WORK TASK.
Please repeat every record below exactly as written, but leave out the pictures.

(Items from a dataset)
-- Opening Marker --

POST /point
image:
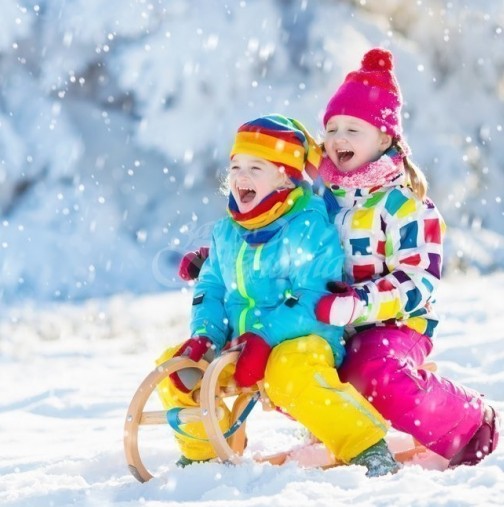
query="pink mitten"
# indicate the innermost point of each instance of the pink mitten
(252, 360)
(191, 262)
(195, 348)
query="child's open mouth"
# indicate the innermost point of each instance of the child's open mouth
(246, 195)
(345, 155)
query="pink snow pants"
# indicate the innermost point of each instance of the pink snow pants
(383, 365)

-- Closing Marker --

TASK SOLUTION.
POST /point
image:
query="pink mitten"
# indicate the innermost point of each instance of the pink mitten
(252, 360)
(191, 262)
(195, 348)
query="child's open mouth"
# indicate the innermost point of each instance of the child's open mouth
(246, 195)
(345, 155)
query="pink snow pants"
# indicate the innermost point of each instance of the pink snow pants
(383, 365)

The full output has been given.